[Passage to read]:
Code for scraping the YorkU Course Webpage:

In [0]:
import requests
from bs4 import BeautifulSoup


COURSE_PAGE = 'https://wrem.sis.yorku.ca/Apps/WebObjects/ydml.woa/wa/DirectAction/document?name=CourseListv1'
LOGIN_PAGE = 'https://passportyork.yorku.ca/ppylogin/ppylogin'


username = "{YORK_USERNAME_HERE}"
password = "{YORK_PASSWORD_HERE}"
session = requests.Session()

r = session.get(COURSE_PAGE)

login_data = {'mli': username,
            'password': password,
            'dologin': 'Login'}
soup = BeautifulSoup(r.text, 'html.parser')
hiddens = soup.find_all("input", type="hidden")
for tag in hiddens:
    login_data[tag['name']] = tag['value']
r = session.post(LOGIN_PAGE, data=login_data)
if not 'You have successfully authenticated' in r.text:
    raise Exception('Failed to login')

r = session.get(COURSE_PAGE)
soup = BeautifulSoup(r.text, 'html.parser')
grades_table = soup.find_all('table', class_='bodytext')

[Dataset extract]:
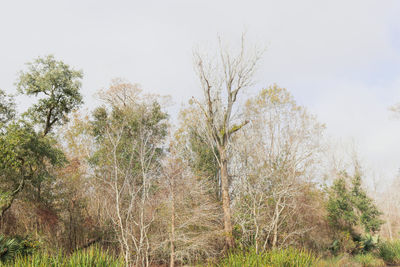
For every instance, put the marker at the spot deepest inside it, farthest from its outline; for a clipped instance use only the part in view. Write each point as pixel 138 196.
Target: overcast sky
pixel 340 59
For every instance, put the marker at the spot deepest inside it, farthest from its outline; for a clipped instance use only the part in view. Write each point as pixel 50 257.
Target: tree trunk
pixel 226 200
pixel 172 256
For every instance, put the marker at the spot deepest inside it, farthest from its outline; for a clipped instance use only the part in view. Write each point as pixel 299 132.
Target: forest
pixel 235 180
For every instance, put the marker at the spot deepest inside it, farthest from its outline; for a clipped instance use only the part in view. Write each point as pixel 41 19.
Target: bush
pixel 369 260
pixel 390 251
pixel 280 258
pixel 12 247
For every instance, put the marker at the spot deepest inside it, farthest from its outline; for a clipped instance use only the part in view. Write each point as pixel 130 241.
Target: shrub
pixel 289 257
pixel 390 251
pixel 369 260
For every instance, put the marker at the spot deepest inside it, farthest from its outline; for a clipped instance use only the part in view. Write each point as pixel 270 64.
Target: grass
pixel 91 257
pixel 359 260
pixel 280 258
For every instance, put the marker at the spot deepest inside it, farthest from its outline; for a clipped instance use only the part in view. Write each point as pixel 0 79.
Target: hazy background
pixel 341 59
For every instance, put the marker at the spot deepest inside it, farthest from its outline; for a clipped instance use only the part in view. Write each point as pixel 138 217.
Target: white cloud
pixel 339 58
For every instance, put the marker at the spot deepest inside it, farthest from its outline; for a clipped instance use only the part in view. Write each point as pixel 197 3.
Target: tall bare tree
pixel 222 79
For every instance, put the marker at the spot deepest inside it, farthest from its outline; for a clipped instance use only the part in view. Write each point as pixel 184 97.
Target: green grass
pixel 91 257
pixel 369 260
pixel 278 258
pixel 389 251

[Work to complete]:
- 1) Summarize the YorkU scraping code in two sentences.
- 2) Carry on the YorkU scraping code from its last line.
This material has no connection to the YorkU scraping code.

[Per-task outputs]:
- 1) Using a requests session and BeautifulSoup, the code loads the YorkU course list page, gathers the hidden input fields from it, and posts them along with a username and password to the Passport York login page. It raises a "Failed to login" exception if the success message is missing, and otherwise fetches the course page again and collects every table with the class "bodytext".

- 2)
Importing required libraries:

In [0]:
import pandas as pd
import numpy as np

In [0]:
grades_df = pd.read_html(' '.join(map(str, grades_table)))

In [0]:
grades_df = grades_df[0]

Imported Scraped Data into a Pandas DataFrame:

In [5]:
grades_df.head()

Unnamed: 0,Session,Course,Title,Grade
0,FW19,AP ADMS 1000 3.00 H,Introduction to Business,A
1,FW19,FA FILM 1701 3.00 M,Hollywood: Old and New,A
2,FW19,FA THEA 3135 3.00 A,Technology in Arts Management,A+
3,FW19,HH PSYC 3140 3.00 P,Abnormal Psychology,B+
4,FW19,LE EECS 3000 3.00 A,Professional Practice in Computing,B


Function for adding grade weights:

In [0]:
def grade_weight(row):
    if row['Grade'] == "A+":
        val = 9
    elif row['Grade'] == "A":
        val = 8
    elif row['Grade'] == "B+":
        val = 7
    elif row['Grade'] == "B":
        val = 6
    elif row['Grade'] == "C+":
        val = 5
    elif row['Grade'] == "C":
        val = 4
    elif row['Grade'] == "D+":
        val = 3
    elif row['Grade'] == "D":
        val = 2
    elif row['Grade'] == "E":
        val = 1
    elif row['Grade'] == "F":
        val = 0
    else:
        val = 0
    return val

grades_df['Weight'] = grades_df.apply(grade_weight, axis=1)

In [7]:
grades_df.head()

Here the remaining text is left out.